▸ Requirements:
1 – Translate this sentence from the passage about Kate Winslet into Spanish: "Kate Winslet has a great instinct for getting good press."
2 – The passage about Kate Winslet names, separated by slashes, the things whose entire jobs are centered around media training. List them all.
3 – According to the passage about Kate Winslet, which film is she on a press tour for?
## begin Reading passage
This is a stock photo of a an attractive woman who is very impressed with her date.
Kate Winslet is on a press tour for Avatar: The Way of Water. She was doing an interview with a journalist and the reporter was nervous and mentioned offhand that it was her first time. Winslet took the opportunity to give her confidence:
“This is your first time doing it?” Winslet asked. “Ok, well guess what? When we do this interview, it’s going to be the most amazing interview ever. And do you know why? Because we’ve decided that it’s going to be. So, we’ve decided right now, me and you, that this is going to be a really fantastic interview.”
This has been written about by 15,000 news organizations. Kate Winslet has a great instinct for getting good press.
It’s not hard to see why this would be a good PR move. A young female journalist is nervously interviewing a movie star. The movie star is sympathetic and human and gives her support. Bloggers will blog about this because they would like to have had this interaction. Readers love this story because they love stories about celebrities being nice and relatable.
You can’t create a moment like that. The reporter gave her this opening. You can’t necessarily teach the skill to recognize that moment and pounce. That’s a raw talent thing. But there is a lesson you can take from it that applies to not only media but everything in life.
So, how does one get good press? Well, there are lots of ways, but I want to talk about a basic foundational reality that applies to something like 90% of the cases.
There are classes/seminars/consultants whose entire jobs are centered around “media training”.
Media training is something that corporate executives take and anyone in the spotlight will be told to take, but also, reports take them as well, because they go on television and act as pundits.
## end Reading passage
## begin Material
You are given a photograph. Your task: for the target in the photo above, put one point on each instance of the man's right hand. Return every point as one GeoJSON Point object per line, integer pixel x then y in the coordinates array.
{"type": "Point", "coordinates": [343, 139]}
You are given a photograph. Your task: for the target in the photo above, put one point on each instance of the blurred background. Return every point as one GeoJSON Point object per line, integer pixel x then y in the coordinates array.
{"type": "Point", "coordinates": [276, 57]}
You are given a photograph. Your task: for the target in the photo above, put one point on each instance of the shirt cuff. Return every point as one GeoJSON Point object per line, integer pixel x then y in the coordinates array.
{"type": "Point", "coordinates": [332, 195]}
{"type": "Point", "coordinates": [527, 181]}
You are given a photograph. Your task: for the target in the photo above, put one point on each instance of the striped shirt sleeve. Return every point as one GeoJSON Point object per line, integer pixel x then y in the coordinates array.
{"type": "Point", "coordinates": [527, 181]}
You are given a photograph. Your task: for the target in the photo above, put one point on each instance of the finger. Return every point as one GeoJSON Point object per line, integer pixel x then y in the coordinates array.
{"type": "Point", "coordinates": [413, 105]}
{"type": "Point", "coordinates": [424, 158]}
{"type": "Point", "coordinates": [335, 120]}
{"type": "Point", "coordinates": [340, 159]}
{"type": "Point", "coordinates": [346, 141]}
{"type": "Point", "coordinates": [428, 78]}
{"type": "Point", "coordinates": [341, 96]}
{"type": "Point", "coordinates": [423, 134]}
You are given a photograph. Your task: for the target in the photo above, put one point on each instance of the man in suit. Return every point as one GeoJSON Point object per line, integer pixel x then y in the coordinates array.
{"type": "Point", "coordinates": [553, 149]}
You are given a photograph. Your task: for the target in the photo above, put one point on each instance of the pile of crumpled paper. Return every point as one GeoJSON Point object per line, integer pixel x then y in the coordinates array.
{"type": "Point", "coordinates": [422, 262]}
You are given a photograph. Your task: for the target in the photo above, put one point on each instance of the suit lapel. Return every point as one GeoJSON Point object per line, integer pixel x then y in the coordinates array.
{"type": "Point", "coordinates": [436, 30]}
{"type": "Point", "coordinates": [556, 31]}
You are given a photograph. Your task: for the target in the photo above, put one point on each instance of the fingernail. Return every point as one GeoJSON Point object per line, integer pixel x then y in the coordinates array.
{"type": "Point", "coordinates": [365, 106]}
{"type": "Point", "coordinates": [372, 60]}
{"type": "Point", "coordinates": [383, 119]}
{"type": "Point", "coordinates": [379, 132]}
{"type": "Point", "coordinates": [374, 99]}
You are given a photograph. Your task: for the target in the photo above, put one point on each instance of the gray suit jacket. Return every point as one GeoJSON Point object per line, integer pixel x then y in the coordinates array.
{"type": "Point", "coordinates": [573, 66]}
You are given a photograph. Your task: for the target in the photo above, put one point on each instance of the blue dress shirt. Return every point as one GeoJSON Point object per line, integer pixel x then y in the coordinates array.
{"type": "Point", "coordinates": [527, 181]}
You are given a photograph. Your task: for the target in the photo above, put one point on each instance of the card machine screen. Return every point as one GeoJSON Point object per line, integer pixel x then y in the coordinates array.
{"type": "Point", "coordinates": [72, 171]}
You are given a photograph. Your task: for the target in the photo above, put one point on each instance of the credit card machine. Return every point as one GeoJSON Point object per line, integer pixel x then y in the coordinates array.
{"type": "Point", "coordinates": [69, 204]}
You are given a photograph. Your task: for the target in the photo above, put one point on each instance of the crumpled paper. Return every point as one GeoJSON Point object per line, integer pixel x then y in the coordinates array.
## end Material
▸ Results for each task:
1 – Kate Winslet tiene un gran instinto para conseguir buena prensa.

2 –
- Classes
- Seminars
- Consultants

3 – Avatar: The Way of Water